Document extract:
+++++

Set up HTTPS on a Kubernetes service via the Tailscale Ingress controller. Use when: (1) switching from a Tailscale LoadBalancer Service to Tailscale Ingress for TLS termination, (2) HTTPS connections timeout despite 'tailscale serve status' showing 'https://', (3) port 443 gives 'tlsv1 alert internal error' on raw IP but times out with correct SNI hostname, (4) harbor-tls or similar secret was not created after Ingress creation. Covers initial cert provisioning, backend ClusterIP wiring, and DNS propagation behavior.
Debugging and managing GitOps clusters where ArgoCD, Helm, and ESO (ExternalSecrets Operator) coexist. Ownership symptoms: kubectl patches revert immediately, git push doesn't update a deployed resource, ArgoCD prune leaves resources behind, two tools fight over the same ConfigMap/Secret/CRD, duplicate deployments from the same chart under different names. ESO symptoms: ExternalSecret template expressions render as empty strings inside Helm chart templates/, SecretSynced True but the rendered secret value is empty (provider returned empty for the referenced field). Covers: ownership model, selfHeal behavior (including ignoreDifferences for standby-mode replica scaling), prune scope, fixed-name collision points, the "where do I make this change?" decision tree, Helm template escaping for ESO expressions, secrets provider field type diagnosis, keeping sensitive infrastructure values out of public Git repos (runtime sed substitution, role-based nodeSelectors instead of hostnames), and non-root container secret volume permissions (fsGroup + defaultMode).
Enforces conventional commit format and a comprehensive PR workflow across all git repositories. Invoke this skill whenever the user wants to commit changes, create a pull request, push to a branch, or finish a feature for merging — even if they don't use those exact words. Triggers include: commit, create a PR, open a PR, push my changes, make a commit, commit and push, submit a PR, merge this, ready to merge, open a pull request. This skill handles conventional commit formatting, automatic breaking-change detection, doc and Makefile updates, and structured PR descriptions with honest test plans. Use it for every commit and PR action, no exceptions.

+++++

Recorded data:
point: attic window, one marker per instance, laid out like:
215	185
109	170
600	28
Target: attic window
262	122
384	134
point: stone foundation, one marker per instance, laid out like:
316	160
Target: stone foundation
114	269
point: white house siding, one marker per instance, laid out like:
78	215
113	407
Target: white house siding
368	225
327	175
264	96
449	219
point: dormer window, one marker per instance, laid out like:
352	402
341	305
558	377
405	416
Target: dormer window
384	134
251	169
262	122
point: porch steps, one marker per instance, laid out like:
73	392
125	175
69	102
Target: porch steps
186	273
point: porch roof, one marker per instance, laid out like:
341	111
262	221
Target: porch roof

+++++

Requirement: Repeat word for word the part of the skill descriptions from "Set up HTTPS" to "DNS propagation behavior.".

Written answer:
Set up HTTPS on a Kubernetes service via the Tailscale Ingress controller. Use when: (1) switching from a Tailscale LoadBalancer Service to Tailscale Ingress for TLS termination, (2) HTTPS connections timeout despite 'tailscale serve status' showing 'https://', (3) port 443 gives 'tlsv1 alert internal error' on raw IP but times out with correct SNI hostname, (4) harbor-tls or similar secret was not created after Ingress creation. Covers initial cert provisioning, backend ClusterIP wiring, and DNS propagation behavior.